Nothing in the records should change; write them all out exactly.

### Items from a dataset
________________________________________

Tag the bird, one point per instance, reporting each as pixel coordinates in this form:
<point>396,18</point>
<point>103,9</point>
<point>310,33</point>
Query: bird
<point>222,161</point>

________________________________________

### PROBLEM SOLUTION
Tag the bird, one point per instance, reporting each as pixel coordinates in this form:
<point>396,18</point>
<point>103,9</point>
<point>310,33</point>
Query: bird
<point>222,161</point>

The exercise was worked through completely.